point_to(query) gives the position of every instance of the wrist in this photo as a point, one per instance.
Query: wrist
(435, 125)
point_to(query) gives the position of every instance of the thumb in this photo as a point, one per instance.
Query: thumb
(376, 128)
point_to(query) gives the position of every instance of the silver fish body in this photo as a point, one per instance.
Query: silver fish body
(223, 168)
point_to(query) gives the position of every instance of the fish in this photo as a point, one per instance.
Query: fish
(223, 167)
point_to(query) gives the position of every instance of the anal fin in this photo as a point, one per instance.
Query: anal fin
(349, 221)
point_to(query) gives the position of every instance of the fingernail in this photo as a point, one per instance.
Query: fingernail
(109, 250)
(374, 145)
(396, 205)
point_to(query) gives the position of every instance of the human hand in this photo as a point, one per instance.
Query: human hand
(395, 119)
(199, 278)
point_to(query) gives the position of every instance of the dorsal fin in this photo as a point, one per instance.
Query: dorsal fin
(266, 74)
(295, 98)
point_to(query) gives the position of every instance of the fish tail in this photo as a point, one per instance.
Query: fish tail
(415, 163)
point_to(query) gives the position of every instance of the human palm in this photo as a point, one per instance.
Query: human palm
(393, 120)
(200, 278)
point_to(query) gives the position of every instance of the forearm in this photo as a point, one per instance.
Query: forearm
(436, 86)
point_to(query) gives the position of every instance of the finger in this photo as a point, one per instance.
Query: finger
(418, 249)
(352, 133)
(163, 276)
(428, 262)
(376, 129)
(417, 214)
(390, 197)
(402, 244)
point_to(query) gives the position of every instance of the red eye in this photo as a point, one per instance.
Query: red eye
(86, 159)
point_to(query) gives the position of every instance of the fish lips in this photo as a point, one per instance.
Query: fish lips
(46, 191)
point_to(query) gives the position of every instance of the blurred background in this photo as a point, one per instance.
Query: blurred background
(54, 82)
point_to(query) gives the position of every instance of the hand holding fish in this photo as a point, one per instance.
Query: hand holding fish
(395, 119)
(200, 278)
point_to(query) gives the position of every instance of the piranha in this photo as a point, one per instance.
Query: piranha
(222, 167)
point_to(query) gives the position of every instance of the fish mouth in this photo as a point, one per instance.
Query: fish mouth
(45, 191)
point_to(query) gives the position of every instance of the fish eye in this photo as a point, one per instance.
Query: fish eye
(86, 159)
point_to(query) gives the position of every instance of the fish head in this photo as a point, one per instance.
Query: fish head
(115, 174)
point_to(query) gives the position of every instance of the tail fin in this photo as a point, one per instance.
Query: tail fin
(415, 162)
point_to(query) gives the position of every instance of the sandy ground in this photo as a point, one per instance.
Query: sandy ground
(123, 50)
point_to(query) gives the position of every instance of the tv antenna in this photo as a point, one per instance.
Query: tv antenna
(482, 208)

• Required work
Rewrite all of the data above as a Markdown table with the columns Row and Line. Put each line in its own numbered row and leave out blank lines.

• Exercise solution
| Row | Line |
|---|---|
| 1 | point_to(query) gives the position of every instance of the wrist in this photo as a point, one per instance. |
| 2 | Query: wrist |
| 3 | (435, 125) |
| 4 | point_to(query) gives the position of every instance of the thumb in this photo as a point, one per instance. |
| 5 | Query: thumb |
| 6 | (376, 128) |
| 7 | point_to(query) gives the position of every instance of the silver fish body in this photo as a point, one per instance. |
| 8 | Query: silver fish body |
| 9 | (223, 168) |
| 10 | point_to(query) gives the position of every instance of the fish in this photo as a point, one per instance. |
| 11 | Query: fish |
| 12 | (223, 167) |
| 13 | point_to(query) gives the position of every instance of the anal fin in this photo as a point, one per instance. |
| 14 | Query: anal fin |
| 15 | (349, 221) |
| 16 | point_to(query) gives the position of every instance of the fingernail in this photo as a point, one per instance. |
| 17 | Query: fingernail |
| 18 | (109, 250) |
| 19 | (374, 145) |
| 20 | (396, 205) |
| 21 | point_to(query) gives the position of every instance of the human hand in this photo as a point, one per instance. |
| 22 | Query: human hand |
| 23 | (395, 119) |
| 24 | (199, 278) |
| 25 | point_to(query) gives the position of every instance of the dorsal fin in this photo as a point, one per instance. |
| 26 | Query: dorsal fin |
| 27 | (266, 74) |
| 28 | (295, 98) |
| 29 | point_to(query) gives the position of every instance of the fish tail in this photo as a point, one per instance. |
| 30 | Query: fish tail |
| 31 | (415, 163) |
| 32 | point_to(query) gives the position of every instance of the human palm in this photo as a point, one per instance. |
| 33 | Query: human palm |
| 34 | (393, 120) |
| 35 | (200, 278) |
| 36 | point_to(query) gives the position of every instance of the forearm in this photo as a point, one per instance. |
| 37 | Query: forearm |
| 38 | (436, 86) |
| 39 | point_to(query) gives the position of every instance of the finger in this photo as a point, one per instance. |
| 40 | Query: finger |
| 41 | (418, 249) |
| 42 | (352, 133) |
| 43 | (163, 276) |
| 44 | (428, 262) |
| 45 | (376, 129) |
| 46 | (417, 214) |
| 47 | (390, 197) |
| 48 | (402, 244) |
| 49 | point_to(query) gives the position of every instance of the red eye in this photo as a point, one per instance. |
| 50 | Query: red eye |
| 51 | (86, 159) |
| 52 | point_to(query) gives the position of every instance of the fish lips in this photo as a point, one per instance. |
| 53 | Query: fish lips |
| 54 | (46, 191) |
| 55 | point_to(query) gives the position of every instance of the blurred background in this photo as a point, one per instance. |
| 56 | Query: blurred background |
| 57 | (54, 82) |
| 58 | point_to(query) gives the position of every instance of the hand holding fish in this photo as a point, one per instance. |
| 59 | Query: hand holding fish |
| 60 | (395, 119) |
| 61 | (200, 278) |
| 62 | point_to(query) gives the position of every instance of the piranha in this photo as a point, one per instance. |
| 63 | Query: piranha |
| 64 | (222, 167) |
| 65 | point_to(query) gives the position of every instance of the fish mouth in this photo as a point, one per instance. |
| 66 | Query: fish mouth |
| 67 | (45, 191) |
| 68 | point_to(query) gives the position of every instance of the fish eye in this photo as a point, one per instance. |
| 69 | Query: fish eye |
| 70 | (86, 159) |
| 71 | point_to(query) gives the position of every instance of the fish head in this photo as a point, one per instance. |
| 72 | Query: fish head |
| 73 | (115, 174) |
| 74 | point_to(query) gives the position of every instance of the tail fin in this photo as a point, one per instance. |
| 75 | Query: tail fin |
| 76 | (415, 162) |
| 77 | point_to(query) gives the position of every instance of the sandy ground in this photo as a point, one per instance. |
| 78 | Query: sandy ground |
| 79 | (123, 50) |
| 80 | point_to(query) gives the position of every instance of the tv antenna in this photo as a point, one per instance. |
| 81 | Query: tv antenna |
| 82 | (482, 208) |